SET OF TASKS →
**1.** In the records, copy out the lines word for word, starting at the line containing "occurrence of airplane" and stopping after the line containing "(0, 24), (113, 399)".
**2.** Resume the email thread about Juju controllers at the point where it stops.

DOCUMENT EXCERPT →

-*-

2017-06-05 Thread Rick Harding
It always comes back to Juju being a tool pushing for best practice for
operations. It's hard for a hosted service to make any service promises
when things are running on personal laptops and such. It's all do-able, but
there's some form of what is the best practice thing to do. The controller
affinity is something akin to that. Controllers can be dealing with a lot
of communication at scale.

What's interesting here is exploring some idea of the development story
with Juju. I do find it interesting that you've got a sort of pre-seed
workspace you can create and setup.

On Mon, Jun 5, 2017 at 4:03 PM James Beedy  wrote:

> This raises the question: why do we need a provider -> controller affinity
> at all?
>
> On Mon, Jun 5, 2017 at 12:23 PM, Nicholas Skaggs <
> nicholas.ska...@canonical.com> wrote:
>
>> On 06/03/2017 02:56 AM, John Meinel wrote:
>>
>>> You can add a manually provisioned machine to any model, as long as
>>> there is connectivity from the machine to the controller. Now, I would have
>>> thought initial setup was initiated by the Controller, but its possible
>>> that initial setup is actually initiated from the client.
>>>
>>> Once initial setup is complete, then it is definitely true that all
>>> connections are initiated from the agent running on the controlled machine
>>> to the controller. The controller no longer tries to socket.connect to the
>>> machine. (In 1.X 'actions' were initiated via ssh from the controller, but
>>> in 2.X the agents listen to see if there are any actions to run like they
>>> do for all other changes.)
>>>
>>> Now, given that he added a model into "us-east-1" if he ever did just a
>>> plain "juju add-machine" or "juju deploy" (without --to) it would
>>> definitely create a new instance in AWS and start configuring it, rather
>>> than from your VM.

-*-

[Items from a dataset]
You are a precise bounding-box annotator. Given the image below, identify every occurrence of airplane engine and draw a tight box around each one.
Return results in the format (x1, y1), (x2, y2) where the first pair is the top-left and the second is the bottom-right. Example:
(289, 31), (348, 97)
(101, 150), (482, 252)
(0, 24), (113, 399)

-*-

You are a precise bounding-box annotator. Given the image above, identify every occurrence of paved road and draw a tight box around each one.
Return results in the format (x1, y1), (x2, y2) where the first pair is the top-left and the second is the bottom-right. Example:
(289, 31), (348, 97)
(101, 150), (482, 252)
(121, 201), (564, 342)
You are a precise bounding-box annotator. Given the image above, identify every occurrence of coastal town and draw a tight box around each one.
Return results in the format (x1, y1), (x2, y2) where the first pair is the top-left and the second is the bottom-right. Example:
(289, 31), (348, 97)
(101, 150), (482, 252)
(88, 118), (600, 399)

-*-

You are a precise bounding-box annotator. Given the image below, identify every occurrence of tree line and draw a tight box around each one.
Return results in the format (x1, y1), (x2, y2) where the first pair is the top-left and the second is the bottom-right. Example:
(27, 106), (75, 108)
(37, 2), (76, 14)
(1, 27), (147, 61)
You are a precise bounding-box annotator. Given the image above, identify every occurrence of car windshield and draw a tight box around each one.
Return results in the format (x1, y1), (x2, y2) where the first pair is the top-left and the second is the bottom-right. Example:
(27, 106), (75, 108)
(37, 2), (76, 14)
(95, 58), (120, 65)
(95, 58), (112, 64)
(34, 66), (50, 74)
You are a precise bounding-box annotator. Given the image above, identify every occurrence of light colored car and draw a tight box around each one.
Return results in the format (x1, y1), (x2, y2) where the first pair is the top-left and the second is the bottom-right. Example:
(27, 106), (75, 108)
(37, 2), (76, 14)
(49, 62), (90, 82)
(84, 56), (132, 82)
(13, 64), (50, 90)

-*-

TASK ANSWERS →
**1.**
You are a precise bounding-box annotator. Given the image below, identify every occurrence of airplane engine and draw a tight box around each one.
Return results in the format (x1, y1), (x2, y2) where the first pair is the top-left and the second is the bottom-right. Example:
(289, 31), (348, 97)
(101, 150), (482, 252)
(0, 24), (113, 399)

**2.**
>>>
>> Is it possible for us to convey the model's proper location, even when
>> using jaas? He's in effect lying to the controller which does have the
>> knock-on affect of weird behavior.
>>
>>>
>>> Which is why using something like the "lxd provider" would be a more
>>> natural use case, but according to James the sticking point is having to
>>> set up a controller in the first place. So "--to lxd:0" is easier for them
>>> to think about than setting up a provider and letting it decide how to
>>> allocate machines.
>>>
>>> Note, it probably wouldn't be possible to use JAAS to drive an LXD
>>> provider, because *that* would have JAAS be trying to make a direct
>>> connection to your LXD agent in order to provision the next machine.
>>> However "--to lxd:0" has the local juju agent (running for 'machine 0')
>>> talking to the local LXD agent in order to create a container.
>>>
>> If this is a useful case, could we define it as a mode of operation and
>> have juju just work in such a scenario? It's an interesting mix of allowing
>> the benefits of jaas for manually provisioned machines and environments.
>> Just eliminating the weird behaviors and having to pretend it's a known
>> cloud / provider could be useful. An assume nothing mode if you will.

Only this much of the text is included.